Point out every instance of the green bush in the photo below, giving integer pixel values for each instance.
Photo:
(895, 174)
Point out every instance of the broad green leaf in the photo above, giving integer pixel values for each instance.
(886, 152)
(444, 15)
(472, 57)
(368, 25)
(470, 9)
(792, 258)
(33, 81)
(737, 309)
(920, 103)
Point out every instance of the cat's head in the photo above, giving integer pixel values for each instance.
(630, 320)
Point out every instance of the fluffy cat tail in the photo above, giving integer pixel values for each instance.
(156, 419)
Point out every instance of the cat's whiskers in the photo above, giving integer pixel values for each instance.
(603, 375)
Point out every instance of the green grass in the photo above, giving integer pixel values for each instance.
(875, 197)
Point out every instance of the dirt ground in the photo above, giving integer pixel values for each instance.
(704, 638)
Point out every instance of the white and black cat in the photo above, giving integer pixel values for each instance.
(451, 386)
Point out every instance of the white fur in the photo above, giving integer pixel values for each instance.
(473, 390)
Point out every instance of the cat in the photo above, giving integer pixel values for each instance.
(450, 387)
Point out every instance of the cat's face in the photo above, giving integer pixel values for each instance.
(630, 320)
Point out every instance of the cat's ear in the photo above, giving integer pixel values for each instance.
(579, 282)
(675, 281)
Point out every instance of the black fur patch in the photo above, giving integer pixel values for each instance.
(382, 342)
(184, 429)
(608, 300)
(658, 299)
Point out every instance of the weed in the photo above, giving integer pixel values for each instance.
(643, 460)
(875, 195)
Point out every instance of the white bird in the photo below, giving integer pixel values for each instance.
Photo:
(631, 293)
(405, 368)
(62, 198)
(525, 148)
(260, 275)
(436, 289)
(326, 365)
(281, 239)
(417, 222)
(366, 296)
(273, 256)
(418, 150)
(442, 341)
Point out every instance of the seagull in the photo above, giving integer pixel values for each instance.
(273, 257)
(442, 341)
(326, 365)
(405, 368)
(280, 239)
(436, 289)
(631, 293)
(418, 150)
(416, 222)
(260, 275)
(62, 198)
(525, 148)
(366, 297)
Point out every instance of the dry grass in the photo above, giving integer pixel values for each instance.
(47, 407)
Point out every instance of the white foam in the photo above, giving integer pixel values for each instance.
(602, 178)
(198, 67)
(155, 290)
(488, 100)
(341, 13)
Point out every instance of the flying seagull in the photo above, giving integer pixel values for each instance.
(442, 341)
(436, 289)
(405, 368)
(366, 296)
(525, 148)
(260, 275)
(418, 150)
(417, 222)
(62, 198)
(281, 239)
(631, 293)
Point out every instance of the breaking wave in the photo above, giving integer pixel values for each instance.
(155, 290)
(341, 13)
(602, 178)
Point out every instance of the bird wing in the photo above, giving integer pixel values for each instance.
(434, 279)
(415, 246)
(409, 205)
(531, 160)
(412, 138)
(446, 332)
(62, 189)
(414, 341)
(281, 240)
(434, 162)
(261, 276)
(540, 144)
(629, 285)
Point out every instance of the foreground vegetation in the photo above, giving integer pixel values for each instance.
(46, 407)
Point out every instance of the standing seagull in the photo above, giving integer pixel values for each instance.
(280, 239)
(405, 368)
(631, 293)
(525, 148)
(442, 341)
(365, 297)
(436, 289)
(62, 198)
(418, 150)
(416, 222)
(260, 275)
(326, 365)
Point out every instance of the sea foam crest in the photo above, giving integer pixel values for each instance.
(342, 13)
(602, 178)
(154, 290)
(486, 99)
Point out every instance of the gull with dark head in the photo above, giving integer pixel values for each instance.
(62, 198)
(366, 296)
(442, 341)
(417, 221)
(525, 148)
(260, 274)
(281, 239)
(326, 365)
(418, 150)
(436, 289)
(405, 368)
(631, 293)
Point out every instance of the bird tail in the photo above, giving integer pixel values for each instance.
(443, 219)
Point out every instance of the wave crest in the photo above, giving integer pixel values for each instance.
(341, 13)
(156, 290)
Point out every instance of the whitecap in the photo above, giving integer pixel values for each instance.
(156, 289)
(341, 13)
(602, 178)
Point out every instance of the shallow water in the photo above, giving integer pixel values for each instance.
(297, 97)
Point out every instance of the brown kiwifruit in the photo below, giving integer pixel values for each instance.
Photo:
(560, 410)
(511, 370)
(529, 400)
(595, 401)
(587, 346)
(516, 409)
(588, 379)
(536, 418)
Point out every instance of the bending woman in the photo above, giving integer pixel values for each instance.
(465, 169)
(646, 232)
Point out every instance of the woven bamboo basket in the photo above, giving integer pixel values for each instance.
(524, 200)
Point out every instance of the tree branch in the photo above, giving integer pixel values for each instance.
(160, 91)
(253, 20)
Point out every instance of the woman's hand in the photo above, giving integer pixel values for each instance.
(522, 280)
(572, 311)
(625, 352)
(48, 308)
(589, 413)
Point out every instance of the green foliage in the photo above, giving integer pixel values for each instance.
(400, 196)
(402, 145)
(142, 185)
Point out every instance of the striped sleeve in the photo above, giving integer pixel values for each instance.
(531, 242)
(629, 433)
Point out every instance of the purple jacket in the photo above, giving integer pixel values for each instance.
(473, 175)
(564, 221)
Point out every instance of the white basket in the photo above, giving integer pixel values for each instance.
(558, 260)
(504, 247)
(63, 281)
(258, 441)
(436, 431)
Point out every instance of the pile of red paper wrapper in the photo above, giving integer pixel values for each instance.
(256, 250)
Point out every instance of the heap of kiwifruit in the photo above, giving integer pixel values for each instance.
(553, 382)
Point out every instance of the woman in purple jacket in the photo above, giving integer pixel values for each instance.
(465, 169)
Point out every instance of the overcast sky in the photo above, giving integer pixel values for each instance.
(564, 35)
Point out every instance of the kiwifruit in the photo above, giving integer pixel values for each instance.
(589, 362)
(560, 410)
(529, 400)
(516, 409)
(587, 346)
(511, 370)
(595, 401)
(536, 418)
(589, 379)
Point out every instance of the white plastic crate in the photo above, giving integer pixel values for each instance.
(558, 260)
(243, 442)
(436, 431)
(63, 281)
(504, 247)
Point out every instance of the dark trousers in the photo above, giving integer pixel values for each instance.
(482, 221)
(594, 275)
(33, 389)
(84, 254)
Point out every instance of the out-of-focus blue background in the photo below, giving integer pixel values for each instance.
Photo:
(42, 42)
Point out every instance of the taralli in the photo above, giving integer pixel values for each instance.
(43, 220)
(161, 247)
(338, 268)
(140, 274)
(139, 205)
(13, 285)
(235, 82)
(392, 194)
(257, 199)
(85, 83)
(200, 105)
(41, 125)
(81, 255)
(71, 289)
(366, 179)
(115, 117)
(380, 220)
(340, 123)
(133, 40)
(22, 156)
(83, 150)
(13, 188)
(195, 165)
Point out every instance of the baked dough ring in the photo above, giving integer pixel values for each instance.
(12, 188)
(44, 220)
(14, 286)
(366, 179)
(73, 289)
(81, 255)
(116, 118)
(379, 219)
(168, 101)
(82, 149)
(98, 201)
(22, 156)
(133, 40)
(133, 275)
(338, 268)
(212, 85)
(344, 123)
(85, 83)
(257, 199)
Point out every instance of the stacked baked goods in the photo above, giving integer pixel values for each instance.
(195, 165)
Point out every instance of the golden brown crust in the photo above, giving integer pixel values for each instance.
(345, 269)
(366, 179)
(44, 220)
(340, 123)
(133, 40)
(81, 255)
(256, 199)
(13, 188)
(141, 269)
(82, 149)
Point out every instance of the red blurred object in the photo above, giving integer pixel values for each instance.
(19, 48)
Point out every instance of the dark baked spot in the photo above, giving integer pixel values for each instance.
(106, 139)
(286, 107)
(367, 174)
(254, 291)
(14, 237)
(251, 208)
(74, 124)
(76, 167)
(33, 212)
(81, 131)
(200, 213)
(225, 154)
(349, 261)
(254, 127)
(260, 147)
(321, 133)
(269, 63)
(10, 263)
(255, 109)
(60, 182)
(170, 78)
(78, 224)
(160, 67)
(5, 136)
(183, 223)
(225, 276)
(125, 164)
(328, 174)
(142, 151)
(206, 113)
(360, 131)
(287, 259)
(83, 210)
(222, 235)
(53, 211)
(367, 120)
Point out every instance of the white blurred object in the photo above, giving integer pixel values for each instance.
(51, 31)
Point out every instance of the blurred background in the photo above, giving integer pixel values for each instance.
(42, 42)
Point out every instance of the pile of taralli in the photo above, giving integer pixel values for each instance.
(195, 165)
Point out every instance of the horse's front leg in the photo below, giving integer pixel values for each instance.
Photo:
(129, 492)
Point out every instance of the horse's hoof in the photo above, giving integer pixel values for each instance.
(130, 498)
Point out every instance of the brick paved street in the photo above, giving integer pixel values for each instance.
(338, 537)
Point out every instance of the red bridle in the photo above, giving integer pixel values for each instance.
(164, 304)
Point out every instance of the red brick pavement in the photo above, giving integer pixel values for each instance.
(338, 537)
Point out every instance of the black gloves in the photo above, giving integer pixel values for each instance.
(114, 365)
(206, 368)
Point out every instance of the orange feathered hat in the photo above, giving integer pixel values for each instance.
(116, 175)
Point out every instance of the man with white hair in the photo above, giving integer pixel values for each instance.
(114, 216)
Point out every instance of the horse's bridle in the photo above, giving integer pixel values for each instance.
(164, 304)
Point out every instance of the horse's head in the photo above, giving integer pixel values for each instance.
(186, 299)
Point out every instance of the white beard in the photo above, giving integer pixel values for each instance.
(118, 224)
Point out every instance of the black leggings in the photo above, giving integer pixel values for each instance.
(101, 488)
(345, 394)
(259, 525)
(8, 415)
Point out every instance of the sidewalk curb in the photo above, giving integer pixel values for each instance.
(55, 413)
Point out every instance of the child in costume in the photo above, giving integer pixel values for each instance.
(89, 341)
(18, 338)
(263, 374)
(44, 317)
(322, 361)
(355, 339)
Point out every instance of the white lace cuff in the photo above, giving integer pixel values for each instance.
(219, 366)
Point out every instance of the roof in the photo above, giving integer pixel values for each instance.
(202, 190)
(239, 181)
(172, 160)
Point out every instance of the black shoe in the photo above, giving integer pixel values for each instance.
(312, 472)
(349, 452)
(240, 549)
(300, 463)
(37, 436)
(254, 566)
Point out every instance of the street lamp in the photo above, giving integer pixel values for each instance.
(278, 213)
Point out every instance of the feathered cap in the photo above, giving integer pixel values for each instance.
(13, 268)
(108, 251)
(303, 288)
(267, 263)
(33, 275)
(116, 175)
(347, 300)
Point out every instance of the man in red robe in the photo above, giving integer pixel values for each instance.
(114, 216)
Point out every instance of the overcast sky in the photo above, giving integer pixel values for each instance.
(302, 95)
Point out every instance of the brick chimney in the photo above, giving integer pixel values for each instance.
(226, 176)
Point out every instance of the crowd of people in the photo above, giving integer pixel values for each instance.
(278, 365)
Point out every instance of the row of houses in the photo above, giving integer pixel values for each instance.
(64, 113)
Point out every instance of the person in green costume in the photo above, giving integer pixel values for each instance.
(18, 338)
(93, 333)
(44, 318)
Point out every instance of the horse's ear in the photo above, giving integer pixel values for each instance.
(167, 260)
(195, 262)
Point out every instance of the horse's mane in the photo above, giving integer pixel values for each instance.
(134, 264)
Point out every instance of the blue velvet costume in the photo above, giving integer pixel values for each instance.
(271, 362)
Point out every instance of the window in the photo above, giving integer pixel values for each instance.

▶ YOUR TASK:
With the line containing "Point out every instance of the horse's ear" as the first and the last line of the records as the final one, print exactly the lines in that span.

▶ OUTPUT FOR THIS TASK:
Point out every instance of the horse's ear in the photo above, giving integer pixel values for each instance.
(167, 260)
(195, 262)
Point out every instance of the horse's mane in the photo above, giving integer pixel values for each instance.
(134, 264)
Point out every instance of the blue velvet costume in the photo above, giving integer pixel values for each instance.
(271, 362)
Point out every instance of the window in the photo above, giving integer pixel values for each instance.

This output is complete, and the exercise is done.